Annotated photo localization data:
--- START ---
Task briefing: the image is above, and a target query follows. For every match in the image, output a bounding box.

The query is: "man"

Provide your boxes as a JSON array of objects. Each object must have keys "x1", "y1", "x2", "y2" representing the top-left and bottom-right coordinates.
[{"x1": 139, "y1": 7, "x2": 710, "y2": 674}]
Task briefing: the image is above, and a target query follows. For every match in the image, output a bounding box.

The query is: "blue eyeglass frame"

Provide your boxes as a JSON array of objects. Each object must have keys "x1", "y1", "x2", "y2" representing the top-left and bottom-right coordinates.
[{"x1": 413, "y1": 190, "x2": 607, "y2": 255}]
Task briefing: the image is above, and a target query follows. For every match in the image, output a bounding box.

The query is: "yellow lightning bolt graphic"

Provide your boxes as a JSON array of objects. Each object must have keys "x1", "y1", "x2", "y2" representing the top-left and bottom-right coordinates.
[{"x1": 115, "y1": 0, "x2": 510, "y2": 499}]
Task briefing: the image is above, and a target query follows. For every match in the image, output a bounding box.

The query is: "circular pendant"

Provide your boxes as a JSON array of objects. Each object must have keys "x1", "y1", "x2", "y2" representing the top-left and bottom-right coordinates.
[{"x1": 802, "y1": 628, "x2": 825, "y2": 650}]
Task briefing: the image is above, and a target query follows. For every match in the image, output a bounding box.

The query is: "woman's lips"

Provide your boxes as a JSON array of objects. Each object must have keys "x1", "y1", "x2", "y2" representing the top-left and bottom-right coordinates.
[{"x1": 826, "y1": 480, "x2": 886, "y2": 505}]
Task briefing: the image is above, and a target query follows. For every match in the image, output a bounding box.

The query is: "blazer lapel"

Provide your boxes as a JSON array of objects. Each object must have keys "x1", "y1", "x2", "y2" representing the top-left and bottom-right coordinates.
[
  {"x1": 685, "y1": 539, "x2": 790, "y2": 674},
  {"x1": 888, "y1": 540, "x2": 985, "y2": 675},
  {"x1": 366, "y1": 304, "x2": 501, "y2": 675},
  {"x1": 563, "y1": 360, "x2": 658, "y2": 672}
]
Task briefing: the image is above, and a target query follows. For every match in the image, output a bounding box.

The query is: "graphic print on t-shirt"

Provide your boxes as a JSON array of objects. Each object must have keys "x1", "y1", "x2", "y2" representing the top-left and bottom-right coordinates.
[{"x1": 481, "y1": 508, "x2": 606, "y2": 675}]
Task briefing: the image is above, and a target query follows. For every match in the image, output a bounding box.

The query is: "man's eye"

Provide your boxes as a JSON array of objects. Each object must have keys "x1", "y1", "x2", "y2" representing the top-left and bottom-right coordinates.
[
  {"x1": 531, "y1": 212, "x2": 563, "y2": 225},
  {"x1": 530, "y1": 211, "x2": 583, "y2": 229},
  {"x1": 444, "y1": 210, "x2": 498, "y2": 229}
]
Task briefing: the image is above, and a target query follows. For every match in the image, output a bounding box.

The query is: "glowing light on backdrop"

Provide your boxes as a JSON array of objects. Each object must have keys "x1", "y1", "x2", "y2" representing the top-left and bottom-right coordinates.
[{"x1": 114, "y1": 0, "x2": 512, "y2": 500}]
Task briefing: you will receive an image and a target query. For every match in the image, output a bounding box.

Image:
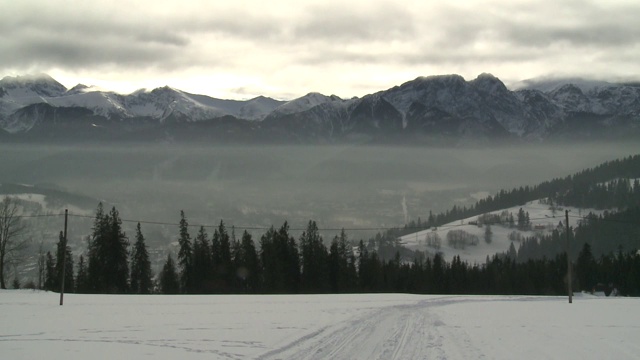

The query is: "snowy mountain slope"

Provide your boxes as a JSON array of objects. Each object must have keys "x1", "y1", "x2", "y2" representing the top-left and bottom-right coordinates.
[
  {"x1": 399, "y1": 200, "x2": 605, "y2": 264},
  {"x1": 1, "y1": 73, "x2": 639, "y2": 142},
  {"x1": 512, "y1": 77, "x2": 612, "y2": 93},
  {"x1": 0, "y1": 74, "x2": 68, "y2": 120},
  {"x1": 267, "y1": 92, "x2": 343, "y2": 117},
  {"x1": 0, "y1": 75, "x2": 282, "y2": 126},
  {"x1": 184, "y1": 93, "x2": 284, "y2": 120}
]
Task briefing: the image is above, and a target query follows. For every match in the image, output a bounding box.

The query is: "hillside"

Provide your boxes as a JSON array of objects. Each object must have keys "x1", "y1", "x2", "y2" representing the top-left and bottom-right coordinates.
[
  {"x1": 399, "y1": 201, "x2": 603, "y2": 264},
  {"x1": 395, "y1": 155, "x2": 640, "y2": 266}
]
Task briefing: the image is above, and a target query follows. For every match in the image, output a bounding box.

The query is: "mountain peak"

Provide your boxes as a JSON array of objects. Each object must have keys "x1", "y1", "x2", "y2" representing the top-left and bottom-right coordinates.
[
  {"x1": 67, "y1": 83, "x2": 90, "y2": 94},
  {"x1": 0, "y1": 73, "x2": 67, "y2": 97},
  {"x1": 471, "y1": 73, "x2": 508, "y2": 93}
]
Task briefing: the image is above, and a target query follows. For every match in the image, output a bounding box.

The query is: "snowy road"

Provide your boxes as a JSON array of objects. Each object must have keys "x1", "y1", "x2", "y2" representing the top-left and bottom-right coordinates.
[{"x1": 2, "y1": 291, "x2": 639, "y2": 359}]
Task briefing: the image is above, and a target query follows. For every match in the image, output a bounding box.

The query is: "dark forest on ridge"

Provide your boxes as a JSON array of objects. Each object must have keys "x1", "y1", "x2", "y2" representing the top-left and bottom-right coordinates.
[{"x1": 12, "y1": 155, "x2": 640, "y2": 296}]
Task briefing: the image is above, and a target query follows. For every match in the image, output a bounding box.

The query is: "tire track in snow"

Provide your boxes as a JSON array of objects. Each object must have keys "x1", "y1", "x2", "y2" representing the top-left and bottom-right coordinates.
[{"x1": 256, "y1": 298, "x2": 481, "y2": 360}]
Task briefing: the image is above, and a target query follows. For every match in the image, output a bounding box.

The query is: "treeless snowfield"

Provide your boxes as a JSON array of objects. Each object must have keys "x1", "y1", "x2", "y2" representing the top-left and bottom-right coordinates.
[{"x1": 1, "y1": 290, "x2": 638, "y2": 359}]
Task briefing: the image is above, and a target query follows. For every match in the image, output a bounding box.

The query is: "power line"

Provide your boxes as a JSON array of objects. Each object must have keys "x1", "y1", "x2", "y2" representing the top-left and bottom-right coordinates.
[
  {"x1": 65, "y1": 213, "x2": 402, "y2": 232},
  {"x1": 14, "y1": 213, "x2": 64, "y2": 219},
  {"x1": 14, "y1": 209, "x2": 640, "y2": 234}
]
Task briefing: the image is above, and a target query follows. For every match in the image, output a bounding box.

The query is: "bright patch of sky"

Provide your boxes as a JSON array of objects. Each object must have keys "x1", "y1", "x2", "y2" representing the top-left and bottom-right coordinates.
[{"x1": 2, "y1": 0, "x2": 639, "y2": 100}]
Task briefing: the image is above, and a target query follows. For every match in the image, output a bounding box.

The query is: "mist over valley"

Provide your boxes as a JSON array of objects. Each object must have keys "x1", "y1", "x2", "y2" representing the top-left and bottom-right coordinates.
[{"x1": 2, "y1": 141, "x2": 638, "y2": 258}]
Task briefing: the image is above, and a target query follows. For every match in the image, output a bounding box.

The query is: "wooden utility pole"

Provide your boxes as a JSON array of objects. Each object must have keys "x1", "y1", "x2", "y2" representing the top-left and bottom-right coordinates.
[
  {"x1": 59, "y1": 209, "x2": 68, "y2": 306},
  {"x1": 566, "y1": 210, "x2": 572, "y2": 304}
]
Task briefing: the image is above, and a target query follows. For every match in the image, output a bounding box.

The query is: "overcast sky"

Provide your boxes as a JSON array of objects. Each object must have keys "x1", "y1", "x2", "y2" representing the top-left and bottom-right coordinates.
[{"x1": 1, "y1": 0, "x2": 639, "y2": 100}]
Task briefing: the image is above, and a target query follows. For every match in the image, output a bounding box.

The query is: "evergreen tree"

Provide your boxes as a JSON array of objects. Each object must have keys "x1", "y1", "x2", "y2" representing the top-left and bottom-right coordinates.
[
  {"x1": 159, "y1": 254, "x2": 180, "y2": 294},
  {"x1": 177, "y1": 210, "x2": 193, "y2": 293},
  {"x1": 217, "y1": 221, "x2": 233, "y2": 292},
  {"x1": 211, "y1": 225, "x2": 222, "y2": 288},
  {"x1": 329, "y1": 229, "x2": 354, "y2": 293},
  {"x1": 192, "y1": 226, "x2": 212, "y2": 293},
  {"x1": 299, "y1": 220, "x2": 328, "y2": 292},
  {"x1": 130, "y1": 223, "x2": 153, "y2": 294},
  {"x1": 37, "y1": 243, "x2": 46, "y2": 290},
  {"x1": 230, "y1": 228, "x2": 242, "y2": 292},
  {"x1": 87, "y1": 204, "x2": 129, "y2": 293},
  {"x1": 576, "y1": 243, "x2": 597, "y2": 292},
  {"x1": 238, "y1": 230, "x2": 260, "y2": 292},
  {"x1": 106, "y1": 207, "x2": 129, "y2": 293},
  {"x1": 44, "y1": 251, "x2": 55, "y2": 291},
  {"x1": 87, "y1": 203, "x2": 106, "y2": 293},
  {"x1": 55, "y1": 231, "x2": 74, "y2": 293},
  {"x1": 75, "y1": 255, "x2": 89, "y2": 293},
  {"x1": 484, "y1": 224, "x2": 493, "y2": 244},
  {"x1": 260, "y1": 222, "x2": 300, "y2": 293}
]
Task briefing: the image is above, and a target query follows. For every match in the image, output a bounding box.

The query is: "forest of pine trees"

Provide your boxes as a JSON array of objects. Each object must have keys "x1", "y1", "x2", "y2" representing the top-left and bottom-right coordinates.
[
  {"x1": 37, "y1": 203, "x2": 640, "y2": 297},
  {"x1": 396, "y1": 154, "x2": 640, "y2": 239},
  {"x1": 33, "y1": 155, "x2": 640, "y2": 297}
]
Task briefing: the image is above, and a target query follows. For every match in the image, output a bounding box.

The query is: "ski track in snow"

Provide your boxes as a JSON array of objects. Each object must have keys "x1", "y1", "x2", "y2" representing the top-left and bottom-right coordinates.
[
  {"x1": 3, "y1": 292, "x2": 640, "y2": 360},
  {"x1": 257, "y1": 298, "x2": 479, "y2": 360}
]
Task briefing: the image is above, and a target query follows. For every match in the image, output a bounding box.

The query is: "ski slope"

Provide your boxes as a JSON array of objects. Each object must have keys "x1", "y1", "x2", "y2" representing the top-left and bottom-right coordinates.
[{"x1": 1, "y1": 290, "x2": 638, "y2": 359}]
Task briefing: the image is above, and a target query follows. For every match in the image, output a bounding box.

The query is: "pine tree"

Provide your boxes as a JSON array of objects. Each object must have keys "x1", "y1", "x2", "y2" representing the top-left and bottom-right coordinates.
[
  {"x1": 218, "y1": 221, "x2": 233, "y2": 292},
  {"x1": 211, "y1": 225, "x2": 222, "y2": 285},
  {"x1": 37, "y1": 243, "x2": 46, "y2": 290},
  {"x1": 87, "y1": 203, "x2": 107, "y2": 293},
  {"x1": 260, "y1": 222, "x2": 300, "y2": 293},
  {"x1": 230, "y1": 227, "x2": 242, "y2": 292},
  {"x1": 44, "y1": 251, "x2": 55, "y2": 291},
  {"x1": 576, "y1": 243, "x2": 597, "y2": 292},
  {"x1": 192, "y1": 226, "x2": 212, "y2": 293},
  {"x1": 177, "y1": 211, "x2": 193, "y2": 293},
  {"x1": 329, "y1": 229, "x2": 353, "y2": 293},
  {"x1": 238, "y1": 230, "x2": 259, "y2": 292},
  {"x1": 130, "y1": 223, "x2": 153, "y2": 294},
  {"x1": 87, "y1": 204, "x2": 129, "y2": 293},
  {"x1": 159, "y1": 254, "x2": 180, "y2": 294},
  {"x1": 55, "y1": 231, "x2": 74, "y2": 293},
  {"x1": 299, "y1": 220, "x2": 328, "y2": 292},
  {"x1": 329, "y1": 237, "x2": 341, "y2": 292},
  {"x1": 106, "y1": 207, "x2": 129, "y2": 293},
  {"x1": 75, "y1": 255, "x2": 89, "y2": 293},
  {"x1": 484, "y1": 224, "x2": 493, "y2": 244}
]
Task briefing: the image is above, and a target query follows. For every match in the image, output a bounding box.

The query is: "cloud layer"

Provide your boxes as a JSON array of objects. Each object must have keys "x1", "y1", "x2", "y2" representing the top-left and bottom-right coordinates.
[{"x1": 2, "y1": 0, "x2": 639, "y2": 99}]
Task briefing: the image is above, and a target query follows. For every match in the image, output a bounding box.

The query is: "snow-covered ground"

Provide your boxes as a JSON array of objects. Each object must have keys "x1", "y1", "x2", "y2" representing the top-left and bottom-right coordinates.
[
  {"x1": 1, "y1": 290, "x2": 638, "y2": 359},
  {"x1": 400, "y1": 200, "x2": 604, "y2": 264}
]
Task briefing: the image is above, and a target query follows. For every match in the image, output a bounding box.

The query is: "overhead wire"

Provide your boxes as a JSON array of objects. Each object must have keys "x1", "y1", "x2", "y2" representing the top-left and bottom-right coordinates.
[{"x1": 11, "y1": 208, "x2": 640, "y2": 234}]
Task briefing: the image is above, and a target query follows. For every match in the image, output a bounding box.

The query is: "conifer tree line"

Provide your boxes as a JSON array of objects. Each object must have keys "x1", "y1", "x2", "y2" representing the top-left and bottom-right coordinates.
[
  {"x1": 43, "y1": 203, "x2": 153, "y2": 294},
  {"x1": 37, "y1": 202, "x2": 640, "y2": 296},
  {"x1": 394, "y1": 154, "x2": 640, "y2": 239},
  {"x1": 33, "y1": 155, "x2": 639, "y2": 296}
]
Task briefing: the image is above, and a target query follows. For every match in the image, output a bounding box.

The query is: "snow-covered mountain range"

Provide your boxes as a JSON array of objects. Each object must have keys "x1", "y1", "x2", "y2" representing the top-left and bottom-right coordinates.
[{"x1": 1, "y1": 73, "x2": 639, "y2": 142}]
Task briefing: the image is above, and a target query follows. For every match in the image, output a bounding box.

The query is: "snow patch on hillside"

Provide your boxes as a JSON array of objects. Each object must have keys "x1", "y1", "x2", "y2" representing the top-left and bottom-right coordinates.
[{"x1": 400, "y1": 200, "x2": 605, "y2": 264}]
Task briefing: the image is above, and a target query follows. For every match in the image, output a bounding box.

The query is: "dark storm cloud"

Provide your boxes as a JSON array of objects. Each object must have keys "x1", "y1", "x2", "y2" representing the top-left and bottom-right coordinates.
[{"x1": 0, "y1": 3, "x2": 192, "y2": 70}]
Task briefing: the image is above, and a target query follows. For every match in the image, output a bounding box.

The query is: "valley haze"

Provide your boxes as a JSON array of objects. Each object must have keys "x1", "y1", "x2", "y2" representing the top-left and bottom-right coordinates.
--- END ---
◆ **WHAT THE TASK REQUIRES**: Gather each line from the entries above that includes the word "dark".

◆ **SOLUTION FOR THIS TASK**:
The query is: "dark forest on ridge"
The query is: "dark storm cloud"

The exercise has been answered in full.